* _Data entries_:
** begin **
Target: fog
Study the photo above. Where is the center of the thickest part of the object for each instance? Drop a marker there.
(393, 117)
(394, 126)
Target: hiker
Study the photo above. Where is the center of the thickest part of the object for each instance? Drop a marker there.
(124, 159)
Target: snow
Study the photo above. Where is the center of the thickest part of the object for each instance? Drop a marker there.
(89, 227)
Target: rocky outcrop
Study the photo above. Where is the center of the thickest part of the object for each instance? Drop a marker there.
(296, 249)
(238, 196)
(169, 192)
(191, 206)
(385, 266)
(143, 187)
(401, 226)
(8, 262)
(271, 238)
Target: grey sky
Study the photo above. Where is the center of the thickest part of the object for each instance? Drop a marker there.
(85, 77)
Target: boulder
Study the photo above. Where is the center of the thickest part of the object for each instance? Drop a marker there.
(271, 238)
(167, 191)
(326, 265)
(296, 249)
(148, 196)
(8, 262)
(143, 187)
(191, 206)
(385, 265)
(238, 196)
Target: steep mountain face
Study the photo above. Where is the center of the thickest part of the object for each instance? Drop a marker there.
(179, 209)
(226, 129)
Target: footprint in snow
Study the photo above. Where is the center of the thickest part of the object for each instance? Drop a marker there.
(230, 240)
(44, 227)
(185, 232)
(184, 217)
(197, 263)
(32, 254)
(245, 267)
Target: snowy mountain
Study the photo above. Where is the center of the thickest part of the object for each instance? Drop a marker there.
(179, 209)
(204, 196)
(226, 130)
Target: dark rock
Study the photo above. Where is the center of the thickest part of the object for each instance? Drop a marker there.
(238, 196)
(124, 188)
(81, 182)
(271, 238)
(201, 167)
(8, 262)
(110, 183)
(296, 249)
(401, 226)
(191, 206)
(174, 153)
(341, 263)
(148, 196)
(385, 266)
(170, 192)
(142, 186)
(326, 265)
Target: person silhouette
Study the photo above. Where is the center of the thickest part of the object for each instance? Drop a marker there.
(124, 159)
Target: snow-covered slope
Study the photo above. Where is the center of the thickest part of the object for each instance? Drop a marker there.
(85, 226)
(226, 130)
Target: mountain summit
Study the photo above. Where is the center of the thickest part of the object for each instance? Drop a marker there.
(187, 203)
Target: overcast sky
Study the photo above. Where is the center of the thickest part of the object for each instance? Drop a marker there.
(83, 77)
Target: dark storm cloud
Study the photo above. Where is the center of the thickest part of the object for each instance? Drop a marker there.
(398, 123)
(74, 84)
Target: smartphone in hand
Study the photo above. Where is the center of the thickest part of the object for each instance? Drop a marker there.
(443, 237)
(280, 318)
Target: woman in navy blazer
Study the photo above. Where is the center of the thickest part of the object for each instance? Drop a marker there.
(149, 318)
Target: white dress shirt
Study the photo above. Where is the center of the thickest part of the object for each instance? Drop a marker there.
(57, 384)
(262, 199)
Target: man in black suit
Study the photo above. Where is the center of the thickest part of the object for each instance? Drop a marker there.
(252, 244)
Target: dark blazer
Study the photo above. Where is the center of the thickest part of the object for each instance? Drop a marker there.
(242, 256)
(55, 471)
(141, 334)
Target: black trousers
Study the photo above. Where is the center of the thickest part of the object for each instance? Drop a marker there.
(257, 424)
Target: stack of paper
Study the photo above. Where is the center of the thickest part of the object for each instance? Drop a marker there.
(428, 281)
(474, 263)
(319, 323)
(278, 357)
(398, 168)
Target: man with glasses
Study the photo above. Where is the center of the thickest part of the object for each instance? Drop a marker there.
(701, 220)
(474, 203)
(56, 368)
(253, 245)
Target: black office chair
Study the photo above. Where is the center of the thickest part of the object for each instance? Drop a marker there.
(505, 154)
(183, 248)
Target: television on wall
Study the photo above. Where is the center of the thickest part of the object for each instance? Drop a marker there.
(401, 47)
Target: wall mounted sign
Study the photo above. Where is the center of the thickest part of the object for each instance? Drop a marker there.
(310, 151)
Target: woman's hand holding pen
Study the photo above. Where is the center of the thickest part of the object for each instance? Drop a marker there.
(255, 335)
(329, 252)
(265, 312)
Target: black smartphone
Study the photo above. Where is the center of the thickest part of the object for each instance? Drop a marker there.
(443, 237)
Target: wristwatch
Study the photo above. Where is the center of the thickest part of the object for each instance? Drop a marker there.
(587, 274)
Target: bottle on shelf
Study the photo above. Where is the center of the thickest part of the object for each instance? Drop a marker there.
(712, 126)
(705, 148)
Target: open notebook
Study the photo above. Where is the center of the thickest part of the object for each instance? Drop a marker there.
** end **
* _Work instructions_: Rewrite all of the data above, replacing "thickest" with "widest" everywhere and leaving everything else unchanged.

* _Answer to the problem_:
Target: fog
Study the photo above. Where is the center of the widest part of the object for each instance? Drop a marker there.
(393, 117)
(394, 126)
Target: hiker
Study the photo above. Where is the center of the widest part of the object for each instance? Drop a marker there.
(124, 159)
Target: snow
Study the photo above. Where is the center of the widest part of the object for each instance? Drop a marker there.
(89, 227)
Target: rocky outcrop
Study the photo above. Where is the center of the widest part of the object for each instance? Drop a marker there.
(296, 249)
(238, 196)
(169, 192)
(191, 206)
(385, 266)
(143, 187)
(401, 226)
(8, 262)
(271, 238)
Target: grey sky
Study the photo above. Where is the center of the widest part of the object for each instance? Drop a marker there.
(85, 77)
Target: boulder
Study the photo above. Where is the center of the widest part of the object for each instance? Drop a marker there.
(271, 238)
(167, 191)
(326, 265)
(296, 249)
(148, 196)
(8, 262)
(143, 187)
(191, 206)
(385, 265)
(238, 196)
Target: steep mountain face
Study the photo above. Where is the center of the widest part of the object for each instance? Drop a marker there.
(179, 209)
(226, 129)
Target: footprint in snow
Study the photo above. Where is the center of the widest part of the object for each instance? Drop a marker there.
(230, 240)
(44, 227)
(185, 232)
(184, 217)
(197, 263)
(32, 254)
(245, 267)
Target: snowy mountain
Study the photo above. Where is the center of the widest part of the object for each instance? Drop a marker there.
(179, 209)
(204, 196)
(226, 130)
Target: dark rock
Study the photo above. Where is the center of the widest part of the object for each instance? Drop a marker there.
(238, 196)
(124, 188)
(81, 182)
(271, 238)
(201, 167)
(8, 262)
(110, 183)
(296, 249)
(401, 226)
(191, 206)
(174, 153)
(341, 263)
(148, 196)
(385, 266)
(170, 192)
(142, 186)
(326, 265)
Target: person silhouette
Study the photo above. Where is the center of the widest part of the object for each instance? Drop a marker there.
(124, 159)
Target: snow-covered slope
Study the photo above. Where is the center of the widest part of the object for each instance? Drop a marker there.
(85, 226)
(226, 130)
Target: mountain summit
Study the photo above. Where is the center of the widest part of the object for each instance? Drop a marker there.
(187, 203)
Target: overcast sky
Study the photo above. Where is the center of the widest part of the object for each instance? Drop a marker there.
(83, 77)
Target: dark storm cloud
Study the photo above. Where is the center of the widest part of the object for each instance? Drop a marker there.
(398, 123)
(74, 84)
Target: smartphone in hand
Study the photo above. Where is the center of the widest part of the object for each instance? Drop a marker there.
(443, 237)
(280, 318)
Target: woman in navy blazer
Study the photo above. Where is the center of the widest part of the object for each instance? Drop a marker there.
(149, 318)
Target: white dress shirt
Study the photo above. Where is the center of the widest part of the object for each instance? Drop a marker there.
(57, 384)
(262, 199)
Target: man in black suit
Study the photo above. Where is the center of the widest part of the object for each instance? Drop a marker there.
(252, 244)
Target: dark blazer
Study the photo above. Where is the center of the widest part of the object for each instance? Drop a marker there.
(242, 256)
(55, 471)
(141, 334)
Target: black trousers
Study the photo above. Where is the center of the widest part of the object for each instance? Drop a marker there.
(257, 424)
Target: stack of paper
Study the photo above. Where is the center of the widest part of the object for each instance? Drop a marker there.
(428, 281)
(474, 263)
(319, 323)
(278, 357)
(398, 168)
Target: man with glasses
Study the photo above. Where is the center of the widest part of the object for each instance? Drop a marker there.
(701, 220)
(474, 203)
(56, 368)
(253, 245)
Target: black office chair
Study the photo above. Where is the center of the widest part of the object for each instance? Drop a marker there.
(505, 154)
(183, 248)
Target: television on wall
Study the photo above. Where is the center of the widest part of the object for each instance? Drop a marker there.
(401, 47)
Target: wall mounted sign
Study the photo above. Where is the center of the widest part of the object for each instance? Drop a marker there.
(310, 151)
Target: woman's hand holding pen
Study the photo above. Where is the center of the widest part of the object for each instance? Drop a marker there.
(255, 335)
(329, 252)
(265, 312)
Target: black smartphone
Study the photo above. Where is the center of the widest part of the object for each instance? Drop a marker there.
(443, 237)
Target: wristwatch
Study the photo above. Where is the center of the widest part of the object for each instance? Drop a marker there.
(587, 274)
Target: bottle on shelf
Study the photo above. Where is the center of the widest part of the object for each instance? Drop a marker there.
(712, 126)
(705, 148)
Target: open notebook
Study the photo above. Where is the center of the widest part of the object for each instance? Drop a marker there.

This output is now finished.